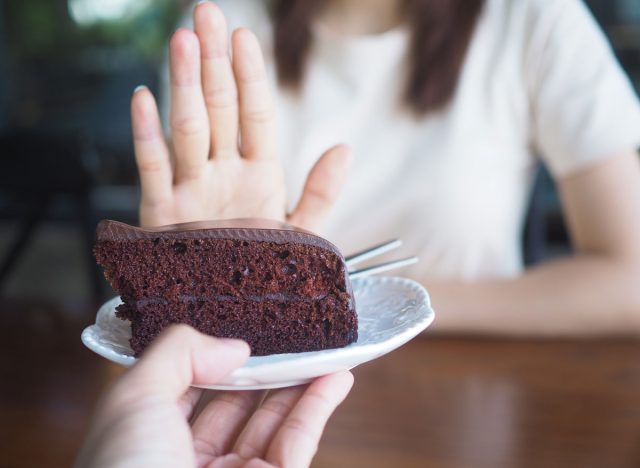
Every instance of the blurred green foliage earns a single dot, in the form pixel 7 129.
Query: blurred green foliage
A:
pixel 45 28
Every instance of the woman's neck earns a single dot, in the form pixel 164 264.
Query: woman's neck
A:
pixel 361 17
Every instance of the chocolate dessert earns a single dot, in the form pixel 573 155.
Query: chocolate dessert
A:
pixel 281 289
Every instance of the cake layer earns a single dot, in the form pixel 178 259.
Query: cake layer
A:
pixel 269 326
pixel 279 288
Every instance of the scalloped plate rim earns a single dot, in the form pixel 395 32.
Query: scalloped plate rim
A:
pixel 252 376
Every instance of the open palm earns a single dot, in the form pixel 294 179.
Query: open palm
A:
pixel 223 162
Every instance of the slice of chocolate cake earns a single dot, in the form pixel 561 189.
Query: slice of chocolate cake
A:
pixel 281 289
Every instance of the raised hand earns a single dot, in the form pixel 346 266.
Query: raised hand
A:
pixel 151 416
pixel 224 162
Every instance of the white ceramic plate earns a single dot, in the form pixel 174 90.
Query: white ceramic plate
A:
pixel 391 311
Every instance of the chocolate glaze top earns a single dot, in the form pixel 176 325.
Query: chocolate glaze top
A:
pixel 249 229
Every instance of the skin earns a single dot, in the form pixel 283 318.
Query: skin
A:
pixel 590 292
pixel 153 417
pixel 215 103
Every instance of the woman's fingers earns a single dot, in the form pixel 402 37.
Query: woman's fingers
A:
pixel 218 82
pixel 297 440
pixel 217 426
pixel 179 358
pixel 189 121
pixel 152 154
pixel 322 188
pixel 257 120
pixel 263 425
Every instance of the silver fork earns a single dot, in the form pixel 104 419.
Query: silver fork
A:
pixel 374 251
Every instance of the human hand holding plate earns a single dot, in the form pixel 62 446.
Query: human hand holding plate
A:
pixel 390 310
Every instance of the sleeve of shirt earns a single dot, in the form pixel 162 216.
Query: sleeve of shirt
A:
pixel 584 106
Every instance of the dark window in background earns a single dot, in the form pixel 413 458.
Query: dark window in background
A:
pixel 67 70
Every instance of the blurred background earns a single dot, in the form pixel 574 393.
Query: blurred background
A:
pixel 67 71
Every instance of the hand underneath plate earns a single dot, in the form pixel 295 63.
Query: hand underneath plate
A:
pixel 224 161
pixel 152 417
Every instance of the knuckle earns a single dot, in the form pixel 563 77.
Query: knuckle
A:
pixel 188 126
pixel 259 116
pixel 218 97
pixel 150 165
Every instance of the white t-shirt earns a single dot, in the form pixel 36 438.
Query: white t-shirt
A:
pixel 539 81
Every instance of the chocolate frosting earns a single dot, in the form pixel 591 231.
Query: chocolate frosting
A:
pixel 249 229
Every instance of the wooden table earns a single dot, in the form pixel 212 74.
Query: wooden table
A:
pixel 436 402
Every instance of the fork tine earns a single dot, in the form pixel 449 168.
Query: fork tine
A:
pixel 372 252
pixel 381 267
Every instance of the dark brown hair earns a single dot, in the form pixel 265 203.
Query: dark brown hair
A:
pixel 440 35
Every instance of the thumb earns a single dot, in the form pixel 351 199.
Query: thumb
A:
pixel 180 357
pixel 321 190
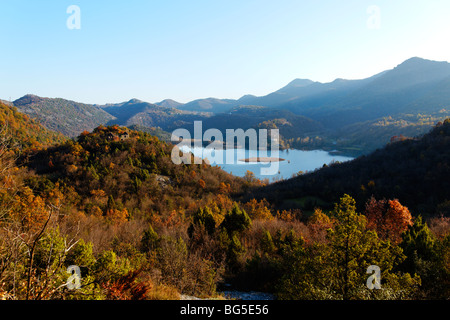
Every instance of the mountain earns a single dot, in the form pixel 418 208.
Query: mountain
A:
pixel 24 131
pixel 405 89
pixel 210 105
pixel 65 116
pixel 352 116
pixel 169 103
pixel 144 114
pixel 415 171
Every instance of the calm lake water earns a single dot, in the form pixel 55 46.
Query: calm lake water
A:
pixel 294 161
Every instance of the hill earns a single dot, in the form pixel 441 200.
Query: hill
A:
pixel 26 132
pixel 415 171
pixel 65 116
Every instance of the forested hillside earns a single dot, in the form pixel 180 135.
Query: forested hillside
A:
pixel 138 226
pixel 415 171
pixel 61 115
pixel 25 132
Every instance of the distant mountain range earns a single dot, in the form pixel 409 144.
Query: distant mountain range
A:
pixel 354 116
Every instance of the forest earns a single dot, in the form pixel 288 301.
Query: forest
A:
pixel 139 227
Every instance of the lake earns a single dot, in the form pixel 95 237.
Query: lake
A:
pixel 294 161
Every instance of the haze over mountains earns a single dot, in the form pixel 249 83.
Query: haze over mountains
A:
pixel 354 116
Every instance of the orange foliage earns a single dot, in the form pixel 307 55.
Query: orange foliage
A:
pixel 389 218
pixel 258 210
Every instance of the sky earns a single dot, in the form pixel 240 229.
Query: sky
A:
pixel 112 51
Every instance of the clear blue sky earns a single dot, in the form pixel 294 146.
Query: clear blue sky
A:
pixel 185 50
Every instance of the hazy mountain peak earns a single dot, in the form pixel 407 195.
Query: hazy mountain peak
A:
pixel 134 100
pixel 300 83
pixel 27 99
pixel 169 103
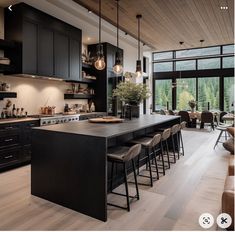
=====
• **The request**: From the items above, copy out word for word the lines running from the line with "Every instance of the white ceramic" up to and including the line with "pixel 215 103".

• **Answer**:
Every instance of the white ceramic plate earns a single dot, in the form pixel 174 90.
Query: white ceramic plate
A:
pixel 391 311
Every instance of the chocolate glaze top earns a single dot, in the form pixel 176 325.
Query: chocolate glaze top
A:
pixel 249 229
Every instance of the skin earns a single dot, in the form pixel 283 318.
Query: skin
A:
pixel 590 292
pixel 153 417
pixel 215 103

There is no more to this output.